Extract every line of the entries below and reproduce it verbatim.

» **Data for processing**:

=-=-=

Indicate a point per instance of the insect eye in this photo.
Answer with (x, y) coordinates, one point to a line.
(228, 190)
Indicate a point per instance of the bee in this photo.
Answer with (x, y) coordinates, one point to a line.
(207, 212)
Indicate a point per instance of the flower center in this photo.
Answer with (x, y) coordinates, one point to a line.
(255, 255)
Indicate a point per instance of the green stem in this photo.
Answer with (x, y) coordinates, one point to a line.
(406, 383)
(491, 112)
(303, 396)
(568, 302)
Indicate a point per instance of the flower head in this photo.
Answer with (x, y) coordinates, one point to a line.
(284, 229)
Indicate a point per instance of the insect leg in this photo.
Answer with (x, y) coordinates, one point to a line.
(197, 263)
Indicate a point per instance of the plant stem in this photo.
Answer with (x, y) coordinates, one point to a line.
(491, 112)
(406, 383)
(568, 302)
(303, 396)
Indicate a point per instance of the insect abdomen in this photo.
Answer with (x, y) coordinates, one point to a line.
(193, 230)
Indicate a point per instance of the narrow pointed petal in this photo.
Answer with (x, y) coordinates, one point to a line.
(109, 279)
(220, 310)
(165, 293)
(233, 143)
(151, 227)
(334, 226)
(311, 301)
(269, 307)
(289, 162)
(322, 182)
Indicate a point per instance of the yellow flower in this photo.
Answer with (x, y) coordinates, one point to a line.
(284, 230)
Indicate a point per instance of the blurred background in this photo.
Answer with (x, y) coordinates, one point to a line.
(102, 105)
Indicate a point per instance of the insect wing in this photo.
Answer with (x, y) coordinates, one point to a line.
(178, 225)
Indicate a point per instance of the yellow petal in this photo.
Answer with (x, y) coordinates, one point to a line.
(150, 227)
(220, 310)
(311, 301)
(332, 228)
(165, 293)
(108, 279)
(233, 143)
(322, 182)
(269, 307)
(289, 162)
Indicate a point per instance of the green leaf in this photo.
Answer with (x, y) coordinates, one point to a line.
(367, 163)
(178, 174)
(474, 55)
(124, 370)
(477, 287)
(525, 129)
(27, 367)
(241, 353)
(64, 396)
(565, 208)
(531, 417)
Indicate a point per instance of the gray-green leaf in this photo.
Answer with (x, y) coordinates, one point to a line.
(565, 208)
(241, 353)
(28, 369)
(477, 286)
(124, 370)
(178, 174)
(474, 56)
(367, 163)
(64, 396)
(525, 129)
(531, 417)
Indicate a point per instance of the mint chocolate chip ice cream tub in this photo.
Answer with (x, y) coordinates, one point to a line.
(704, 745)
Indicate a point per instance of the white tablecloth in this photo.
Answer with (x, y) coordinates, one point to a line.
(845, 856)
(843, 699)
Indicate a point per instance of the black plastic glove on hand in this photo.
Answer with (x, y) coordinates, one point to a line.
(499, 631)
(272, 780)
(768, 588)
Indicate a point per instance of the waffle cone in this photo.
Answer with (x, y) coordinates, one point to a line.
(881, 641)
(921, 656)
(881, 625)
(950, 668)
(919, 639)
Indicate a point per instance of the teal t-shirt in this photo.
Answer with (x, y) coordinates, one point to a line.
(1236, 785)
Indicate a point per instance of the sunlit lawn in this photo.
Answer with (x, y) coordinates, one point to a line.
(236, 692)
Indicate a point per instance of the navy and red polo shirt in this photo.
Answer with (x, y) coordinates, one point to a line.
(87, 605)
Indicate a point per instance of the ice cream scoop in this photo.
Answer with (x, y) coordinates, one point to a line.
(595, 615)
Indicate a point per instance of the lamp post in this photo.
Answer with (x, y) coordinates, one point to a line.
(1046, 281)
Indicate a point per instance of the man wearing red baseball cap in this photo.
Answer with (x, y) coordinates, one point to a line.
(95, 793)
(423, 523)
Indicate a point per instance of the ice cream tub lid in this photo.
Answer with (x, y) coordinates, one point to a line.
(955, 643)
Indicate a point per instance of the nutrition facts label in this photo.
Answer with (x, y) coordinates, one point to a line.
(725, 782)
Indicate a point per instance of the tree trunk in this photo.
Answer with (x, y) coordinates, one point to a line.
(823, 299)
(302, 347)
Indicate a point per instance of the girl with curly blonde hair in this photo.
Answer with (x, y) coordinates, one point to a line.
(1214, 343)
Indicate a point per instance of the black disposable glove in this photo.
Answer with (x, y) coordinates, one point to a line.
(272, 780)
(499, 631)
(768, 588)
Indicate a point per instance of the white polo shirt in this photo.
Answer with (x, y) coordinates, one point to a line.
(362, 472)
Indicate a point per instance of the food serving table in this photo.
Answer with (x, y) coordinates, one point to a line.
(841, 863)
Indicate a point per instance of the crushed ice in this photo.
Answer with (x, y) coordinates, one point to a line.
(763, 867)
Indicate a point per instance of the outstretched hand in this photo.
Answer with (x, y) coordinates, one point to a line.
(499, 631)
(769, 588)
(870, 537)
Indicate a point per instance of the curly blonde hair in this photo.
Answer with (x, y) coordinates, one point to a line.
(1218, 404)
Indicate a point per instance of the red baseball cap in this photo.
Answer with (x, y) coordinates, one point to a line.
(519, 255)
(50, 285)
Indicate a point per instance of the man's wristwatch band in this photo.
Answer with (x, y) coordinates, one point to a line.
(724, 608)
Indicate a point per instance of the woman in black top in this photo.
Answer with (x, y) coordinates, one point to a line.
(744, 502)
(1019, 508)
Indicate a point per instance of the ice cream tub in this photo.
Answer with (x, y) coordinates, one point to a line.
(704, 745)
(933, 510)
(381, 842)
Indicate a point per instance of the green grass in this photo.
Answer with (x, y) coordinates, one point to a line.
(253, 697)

=-=-=

» **Output of the exercise**:
Indicate a point per instance of the insect eye in this photo.
Answer with (x, y) coordinates, one point to a line.
(228, 190)
Indicate a point per instance of the bee in this photo.
Answer with (x, y) coordinates, one point to a line.
(207, 212)
Indicate a point per instance of the flower center in this photo.
Answer with (x, y) coordinates, one point to a line.
(255, 255)
Indicate a point per instance of the green stem in this photo.
Answer with (x, y) coordinates, one point to a line.
(406, 383)
(491, 112)
(303, 396)
(568, 302)
Indicate a point per instance of the flower head in this photo.
Answer with (x, y) coordinates, one point to a line.
(284, 229)
Indicate a point per instance of the insect leg in this photo.
Answer with (x, y) coordinates, one point to a line.
(197, 263)
Indicate a point per instance of the plant stem in this photo.
Answer with (x, y) coordinates, one point to a line.
(491, 112)
(406, 383)
(568, 302)
(303, 396)
Indicate a point per instance of the insect abdomen in this photo.
Answer with (x, y) coordinates, one point to a line.
(193, 230)
Indicate a point per instance of the narrow pointed petal in this photo.
Answer with (x, y) coordinates, one point to a line.
(109, 279)
(220, 310)
(165, 293)
(233, 143)
(151, 227)
(334, 226)
(311, 301)
(269, 307)
(289, 162)
(322, 182)
Indicate a point per instance of the yellow flower in this photo.
Answer with (x, y) coordinates, one point to a line.
(284, 230)
Indicate a point per instance of the blurred background in this photo.
Answer with (x, y) coordinates, one point to a line.
(102, 105)
Indicate a point per instance of the insect wing in this photo.
Answer with (x, y) coordinates, one point to a line.
(178, 225)
Indicate a point per instance of the yellow petal in this photo.
Answer with (x, y) coordinates, one point to a line.
(150, 227)
(220, 310)
(311, 301)
(332, 228)
(165, 293)
(108, 279)
(233, 143)
(322, 182)
(269, 307)
(289, 162)
Indicate a point per instance of the green leaf in this photo.
Answer with (x, y) coordinates, one point to a line.
(367, 163)
(178, 174)
(474, 55)
(124, 370)
(477, 287)
(525, 129)
(27, 367)
(241, 353)
(64, 396)
(565, 208)
(531, 417)
Indicate a point per instance of the gray-green leaf in this photo.
Answer with (x, y) coordinates, one point to a line.
(565, 208)
(241, 353)
(28, 369)
(477, 286)
(124, 370)
(178, 174)
(474, 56)
(367, 163)
(64, 396)
(525, 129)
(531, 417)
Indicate a point per instance of the mint chocolate chip ice cream tub in this photo.
Answer with (x, y) coordinates, one point to a line.
(704, 745)
Indicate a point per instance of the white tablecloth in this photo.
Answer with (x, y) coordinates, one point to a line.
(845, 856)
(843, 699)
Indicate a point per instance of the black plastic glove on hand in this photo.
Answer with (x, y) coordinates, one point to a line.
(499, 631)
(272, 780)
(768, 588)
Indicate a point per instance of the waffle cone in this photo.
Answer with (x, y) coordinates, one point to a line.
(881, 641)
(921, 656)
(881, 625)
(950, 668)
(919, 639)
Indicate a point per instance of the teal t-shirt in this photo.
Answer with (x, y) coordinates, one point to a line.
(1236, 785)
Indicate a point per instance of the sunlit lawn in this photo.
Answer with (x, y) coordinates, one point to a line.
(236, 692)
Indicate a point per instance of the navy and red polo shirt in this photo.
Answer with (x, y) coordinates, one point to a line.
(87, 605)
Indicate a point per instance of the ice cream scoop in this photo.
Answer with (x, y) coordinates, one point to a line.
(595, 615)
Indicate a point per instance of the lamp post in this photo.
Answer with (x, y) coordinates, one point to a line.
(1046, 281)
Indicate a point per instance of the man wearing red baseball cap in this photo.
Answer with (x, y) coordinates, one point to a line.
(95, 793)
(423, 523)
Indicate a point per instance of the ice cream tub lid in this photo.
Answer with (x, y) coordinates, one point to a line.
(955, 643)
Indicate a point per instance of the nutrition facts label in this photo.
Answer with (x, y) coordinates, one point to a line.
(725, 782)
Indicate a point per instance of the tree trunk in this photo.
Answer with (x, y) coordinates, one point to a line.
(823, 299)
(302, 347)
Indicate a point per instance of the girl with curly blonde hair in this photo.
Answer with (x, y) coordinates, one point to a line.
(1214, 343)
Indicate a point per instance of the black disposable glove in this photo.
Answer with (x, y) coordinates, one point to a line.
(272, 780)
(499, 631)
(768, 588)
Indicate a point per instance of the white polo shirt in this photo.
Answer with (x, y) coordinates, one point to a line.
(362, 472)
Indicate a point per instance of the food serving table in this photo.
Answer with (x, y) coordinates, one point to a line.
(841, 863)
Indicate a point per instance of the crushed ice in this photo.
Answer with (x, y) coordinates, one point to a line.
(763, 867)
Indicate a point per instance of the outstretched hand in this photo.
Answer with (x, y) coordinates, one point to a line.
(499, 631)
(769, 588)
(870, 537)
Indicate a point per instance of the curly blonde hair in this photo.
Answer with (x, y) coordinates, one point to a line.
(1218, 404)
Indicate a point per instance of the red baseball cap in this photo.
Answer with (x, y) coordinates, one point to a line.
(519, 255)
(50, 285)
Indicate a point per instance of the man's wristwatch band in this photo.
Answer with (x, y) coordinates, one point to a line.
(724, 608)
Indicate a point per instance of the woman in black top in this photo.
Answer with (x, y) coordinates, one point to a line.
(744, 502)
(1019, 508)
Indicate a point per instance of the ice cream tub in this photo.
Answer with (x, y) coordinates, one point to a line.
(704, 745)
(933, 510)
(381, 842)
Indicate a point per instance of the green grass in this photo.
Answer with (x, y) coordinates, one point to a line.
(253, 697)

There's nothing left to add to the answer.